Dataset content >>
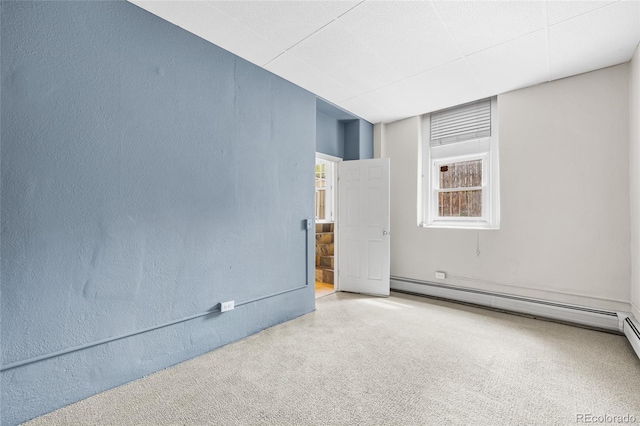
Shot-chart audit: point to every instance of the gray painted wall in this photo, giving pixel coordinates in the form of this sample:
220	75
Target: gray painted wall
147	176
564	178
634	165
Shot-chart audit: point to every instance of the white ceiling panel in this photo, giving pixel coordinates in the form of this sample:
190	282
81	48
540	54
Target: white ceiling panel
559	11
482	24
387	60
284	23
204	21
597	39
335	51
518	63
410	37
304	75
338	7
442	87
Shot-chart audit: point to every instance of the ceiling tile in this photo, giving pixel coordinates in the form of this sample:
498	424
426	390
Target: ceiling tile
597	39
304	75
518	63
559	11
374	113
210	24
409	36
337	53
482	24
338	7
284	23
442	87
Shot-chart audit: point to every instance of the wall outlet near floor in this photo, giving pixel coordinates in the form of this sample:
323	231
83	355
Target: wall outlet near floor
226	306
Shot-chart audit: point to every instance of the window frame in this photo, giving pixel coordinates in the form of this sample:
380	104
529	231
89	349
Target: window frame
432	157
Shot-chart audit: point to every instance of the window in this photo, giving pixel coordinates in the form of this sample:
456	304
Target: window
459	177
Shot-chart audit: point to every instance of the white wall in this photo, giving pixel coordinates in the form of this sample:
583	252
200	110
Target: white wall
565	231
634	137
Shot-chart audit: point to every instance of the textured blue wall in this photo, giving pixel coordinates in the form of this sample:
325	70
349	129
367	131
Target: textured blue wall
147	176
342	134
366	140
329	135
352	140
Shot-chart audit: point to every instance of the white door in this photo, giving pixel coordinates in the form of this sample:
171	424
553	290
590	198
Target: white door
363	226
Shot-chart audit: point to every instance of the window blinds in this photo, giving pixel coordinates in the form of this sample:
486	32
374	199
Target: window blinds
461	123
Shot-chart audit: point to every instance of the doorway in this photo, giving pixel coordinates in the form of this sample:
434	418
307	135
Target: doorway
326	227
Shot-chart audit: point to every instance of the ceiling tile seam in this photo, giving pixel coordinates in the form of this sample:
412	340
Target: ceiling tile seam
311	34
372	51
455	41
404	78
546	20
246	28
588	12
337	83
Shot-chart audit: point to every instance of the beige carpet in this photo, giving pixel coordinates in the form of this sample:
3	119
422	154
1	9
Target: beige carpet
400	361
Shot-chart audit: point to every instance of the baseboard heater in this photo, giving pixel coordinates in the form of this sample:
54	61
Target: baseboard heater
580	315
631	329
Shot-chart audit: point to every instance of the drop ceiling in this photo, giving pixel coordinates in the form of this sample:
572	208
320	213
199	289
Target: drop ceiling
388	60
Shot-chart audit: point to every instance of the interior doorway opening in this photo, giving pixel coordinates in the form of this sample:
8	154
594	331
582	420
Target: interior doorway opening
326	271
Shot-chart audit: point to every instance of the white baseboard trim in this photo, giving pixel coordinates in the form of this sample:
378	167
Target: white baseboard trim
631	329
580	315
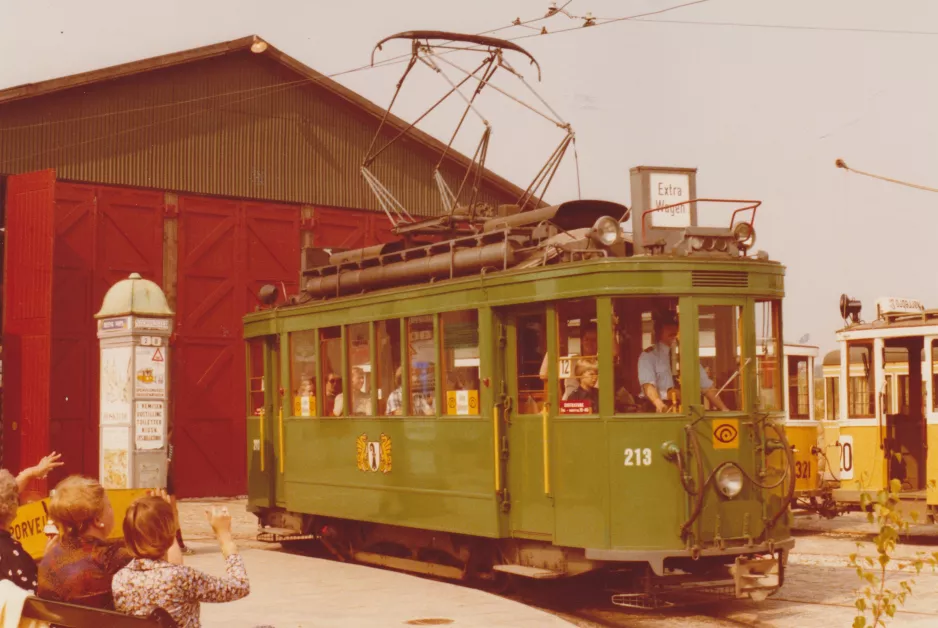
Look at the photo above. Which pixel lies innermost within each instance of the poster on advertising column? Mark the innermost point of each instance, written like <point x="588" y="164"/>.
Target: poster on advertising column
<point x="150" y="376"/>
<point x="116" y="457"/>
<point x="151" y="419"/>
<point x="116" y="372"/>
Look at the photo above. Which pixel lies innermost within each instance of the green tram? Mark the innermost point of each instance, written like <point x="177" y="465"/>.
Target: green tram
<point x="497" y="423"/>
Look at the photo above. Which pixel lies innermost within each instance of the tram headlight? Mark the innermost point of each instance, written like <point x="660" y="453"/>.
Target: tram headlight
<point x="606" y="231"/>
<point x="730" y="480"/>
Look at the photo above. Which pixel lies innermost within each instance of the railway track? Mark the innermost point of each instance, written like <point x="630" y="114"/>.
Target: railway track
<point x="818" y="592"/>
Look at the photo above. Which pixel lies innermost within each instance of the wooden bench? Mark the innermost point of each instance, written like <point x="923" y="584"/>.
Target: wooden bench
<point x="74" y="616"/>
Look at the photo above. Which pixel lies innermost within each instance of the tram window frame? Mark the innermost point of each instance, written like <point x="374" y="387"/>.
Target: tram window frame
<point x="727" y="380"/>
<point x="575" y="369"/>
<point x="255" y="356"/>
<point x="331" y="367"/>
<point x="531" y="349"/>
<point x="802" y="392"/>
<point x="361" y="406"/>
<point x="832" y="398"/>
<point x="768" y="326"/>
<point x="389" y="364"/>
<point x="934" y="377"/>
<point x="852" y="381"/>
<point x="422" y="372"/>
<point x="298" y="408"/>
<point x="460" y="405"/>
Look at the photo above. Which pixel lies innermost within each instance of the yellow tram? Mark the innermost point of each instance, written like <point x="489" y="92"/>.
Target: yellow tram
<point x="880" y="405"/>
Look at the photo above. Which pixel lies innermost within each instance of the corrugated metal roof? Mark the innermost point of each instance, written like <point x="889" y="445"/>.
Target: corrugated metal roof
<point x="129" y="135"/>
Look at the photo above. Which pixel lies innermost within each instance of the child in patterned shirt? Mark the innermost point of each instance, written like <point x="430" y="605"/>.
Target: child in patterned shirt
<point x="150" y="581"/>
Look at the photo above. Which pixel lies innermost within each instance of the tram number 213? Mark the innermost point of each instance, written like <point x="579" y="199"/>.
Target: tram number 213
<point x="638" y="457"/>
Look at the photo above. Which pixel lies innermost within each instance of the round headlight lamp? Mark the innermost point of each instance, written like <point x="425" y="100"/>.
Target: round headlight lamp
<point x="730" y="480"/>
<point x="606" y="231"/>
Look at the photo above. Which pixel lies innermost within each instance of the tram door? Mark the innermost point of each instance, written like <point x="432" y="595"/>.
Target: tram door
<point x="525" y="345"/>
<point x="902" y="404"/>
<point x="263" y="360"/>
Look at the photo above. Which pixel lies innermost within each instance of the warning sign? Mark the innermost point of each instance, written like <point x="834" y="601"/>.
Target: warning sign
<point x="150" y="366"/>
<point x="151" y="419"/>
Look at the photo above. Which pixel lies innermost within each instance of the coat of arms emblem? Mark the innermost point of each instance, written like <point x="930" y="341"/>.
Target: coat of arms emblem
<point x="374" y="455"/>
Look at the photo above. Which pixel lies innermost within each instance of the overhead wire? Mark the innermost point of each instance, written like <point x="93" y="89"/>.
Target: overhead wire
<point x="283" y="86"/>
<point x="368" y="66"/>
<point x="841" y="164"/>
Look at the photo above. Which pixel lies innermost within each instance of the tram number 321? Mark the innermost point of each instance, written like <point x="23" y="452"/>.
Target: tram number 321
<point x="638" y="457"/>
<point x="846" y="457"/>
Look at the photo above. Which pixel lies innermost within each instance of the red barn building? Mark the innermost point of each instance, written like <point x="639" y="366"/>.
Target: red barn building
<point x="205" y="171"/>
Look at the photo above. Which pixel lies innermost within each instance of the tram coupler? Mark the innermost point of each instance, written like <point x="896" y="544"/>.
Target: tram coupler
<point x="756" y="578"/>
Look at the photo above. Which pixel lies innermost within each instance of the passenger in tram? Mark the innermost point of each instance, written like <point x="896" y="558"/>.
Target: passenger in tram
<point x="420" y="406"/>
<point x="333" y="389"/>
<point x="587" y="374"/>
<point x="589" y="348"/>
<point x="361" y="401"/>
<point x="654" y="370"/>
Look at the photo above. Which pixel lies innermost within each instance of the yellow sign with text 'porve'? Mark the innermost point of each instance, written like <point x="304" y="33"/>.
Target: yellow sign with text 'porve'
<point x="29" y="526"/>
<point x="726" y="434"/>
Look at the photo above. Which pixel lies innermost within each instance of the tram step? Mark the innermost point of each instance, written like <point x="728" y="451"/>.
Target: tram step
<point x="529" y="572"/>
<point x="278" y="535"/>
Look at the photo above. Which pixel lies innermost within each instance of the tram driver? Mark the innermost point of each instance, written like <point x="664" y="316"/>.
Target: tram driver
<point x="654" y="370"/>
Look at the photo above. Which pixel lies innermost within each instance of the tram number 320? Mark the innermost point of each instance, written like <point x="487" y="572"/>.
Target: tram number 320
<point x="638" y="457"/>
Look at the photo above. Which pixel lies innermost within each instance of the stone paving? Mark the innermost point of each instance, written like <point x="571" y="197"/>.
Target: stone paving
<point x="296" y="590"/>
<point x="291" y="590"/>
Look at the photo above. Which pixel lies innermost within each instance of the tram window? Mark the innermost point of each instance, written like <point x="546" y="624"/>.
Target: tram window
<point x="798" y="391"/>
<point x="460" y="344"/>
<point x="832" y="401"/>
<point x="388" y="337"/>
<point x="642" y="353"/>
<point x="578" y="357"/>
<point x="861" y="393"/>
<point x="256" y="376"/>
<point x="423" y="355"/>
<point x="359" y="373"/>
<point x="303" y="372"/>
<point x="330" y="356"/>
<point x="768" y="335"/>
<point x="903" y="406"/>
<point x="531" y="346"/>
<point x="720" y="329"/>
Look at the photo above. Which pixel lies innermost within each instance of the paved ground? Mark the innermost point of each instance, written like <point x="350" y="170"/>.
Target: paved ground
<point x="297" y="590"/>
<point x="289" y="590"/>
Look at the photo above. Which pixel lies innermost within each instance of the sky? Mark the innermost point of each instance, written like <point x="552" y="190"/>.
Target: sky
<point x="761" y="109"/>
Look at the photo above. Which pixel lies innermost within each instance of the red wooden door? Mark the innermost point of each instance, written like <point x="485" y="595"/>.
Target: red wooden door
<point x="27" y="317"/>
<point x="102" y="235"/>
<point x="227" y="250"/>
<point x="349" y="228"/>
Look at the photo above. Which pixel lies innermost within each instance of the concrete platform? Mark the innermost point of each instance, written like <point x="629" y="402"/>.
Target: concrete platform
<point x="289" y="590"/>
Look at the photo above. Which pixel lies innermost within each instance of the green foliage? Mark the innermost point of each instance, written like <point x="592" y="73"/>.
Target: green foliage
<point x="876" y="600"/>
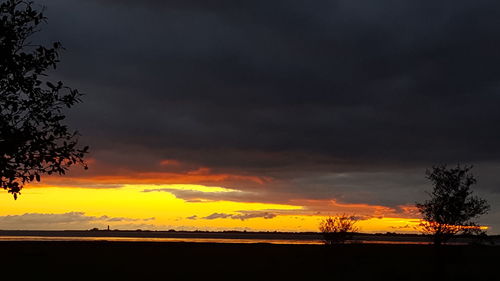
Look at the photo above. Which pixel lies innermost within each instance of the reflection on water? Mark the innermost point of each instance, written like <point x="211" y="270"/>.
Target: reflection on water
<point x="198" y="240"/>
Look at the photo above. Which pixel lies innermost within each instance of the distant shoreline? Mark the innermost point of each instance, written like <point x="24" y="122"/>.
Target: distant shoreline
<point x="292" y="236"/>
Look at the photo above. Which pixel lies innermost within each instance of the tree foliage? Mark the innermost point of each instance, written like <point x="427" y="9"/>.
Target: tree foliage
<point x="338" y="229"/>
<point x="33" y="139"/>
<point x="452" y="209"/>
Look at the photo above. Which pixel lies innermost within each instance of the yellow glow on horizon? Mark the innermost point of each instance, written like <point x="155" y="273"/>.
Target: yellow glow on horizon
<point x="129" y="201"/>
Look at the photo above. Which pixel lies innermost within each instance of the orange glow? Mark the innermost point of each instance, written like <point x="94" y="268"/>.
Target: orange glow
<point x="129" y="207"/>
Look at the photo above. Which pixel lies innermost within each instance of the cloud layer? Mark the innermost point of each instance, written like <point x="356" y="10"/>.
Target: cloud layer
<point x="345" y="100"/>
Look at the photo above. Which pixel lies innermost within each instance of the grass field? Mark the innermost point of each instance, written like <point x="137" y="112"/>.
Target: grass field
<point x="181" y="261"/>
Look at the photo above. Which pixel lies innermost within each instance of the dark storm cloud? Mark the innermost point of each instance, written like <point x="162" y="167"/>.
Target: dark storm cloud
<point x="301" y="91"/>
<point x="386" y="82"/>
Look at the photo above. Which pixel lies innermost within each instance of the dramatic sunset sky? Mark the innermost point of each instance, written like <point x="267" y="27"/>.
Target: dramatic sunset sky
<point x="268" y="115"/>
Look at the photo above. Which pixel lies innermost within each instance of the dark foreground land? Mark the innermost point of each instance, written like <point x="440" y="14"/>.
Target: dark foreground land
<point x="102" y="260"/>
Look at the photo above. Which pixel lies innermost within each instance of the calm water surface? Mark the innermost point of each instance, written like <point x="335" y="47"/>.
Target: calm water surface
<point x="197" y="240"/>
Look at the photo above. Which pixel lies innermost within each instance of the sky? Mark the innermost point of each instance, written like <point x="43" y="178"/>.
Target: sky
<point x="268" y="115"/>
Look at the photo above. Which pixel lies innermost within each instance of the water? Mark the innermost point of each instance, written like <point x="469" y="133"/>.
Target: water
<point x="200" y="240"/>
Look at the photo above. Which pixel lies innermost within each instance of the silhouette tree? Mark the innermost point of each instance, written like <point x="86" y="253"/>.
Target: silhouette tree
<point x="452" y="208"/>
<point x="338" y="229"/>
<point x="33" y="139"/>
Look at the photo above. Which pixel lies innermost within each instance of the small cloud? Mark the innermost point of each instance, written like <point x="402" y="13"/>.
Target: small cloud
<point x="170" y="162"/>
<point x="244" y="215"/>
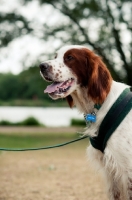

Brief >> Reproduce the entries exactly, from the line with "Target: beige carpet" to the line with "of the railway", both lines included, keeping no pictures.

Solution to this task >>
Target: beige carpet
400	361
Shot-chart audit: point to every instance of the baseboard heater in this photo, giving pixel coordinates in the form of this sample:
54	61
Target: baseboard heater
580	315
631	329
Shot-chart audit: point to every instance of the drop ceiling in this photo, giving pixel coordinates in the form of this sample:
572	208
320	213
199	289
Target: drop ceiling
388	60
Shot-chart audit: point to every instance of the interior doorway opening in this photo, giving pixel coordinates in the form of this sample:
8	154
594	331
582	420
Target: interior doorway opening
326	271
Shot-chart audit: point to every instance of the white baseboard trim in this photo, giving pixel coordinates in the form of this sample:
378	167
Target: white baseboard trim
631	329
580	315
Look at the photo above. Which pixel lies innermost within each instance of the poster on advertising column? Mark the innermost point of each instance, written like <point x="588" y="164"/>.
Target: poster on advertising column
<point x="150" y="376"/>
<point x="116" y="457"/>
<point x="151" y="419"/>
<point x="116" y="372"/>
Look at the photo above. Which pixel lies innermost within each instance of the green tram? Mark the innermost point of each instance, written like <point x="177" y="465"/>.
Target: green tram
<point x="497" y="423"/>
Look at the photo above. Which pixel lies innermost within each instance of the tram headlight? Mark the innermost point of each instance, written like <point x="660" y="453"/>.
Target: tram headlight
<point x="606" y="231"/>
<point x="730" y="480"/>
Look at the photo above. Which pixel lies innermost within each instance of the railway track? Mark the innermost point of each instance, written like <point x="630" y="114"/>.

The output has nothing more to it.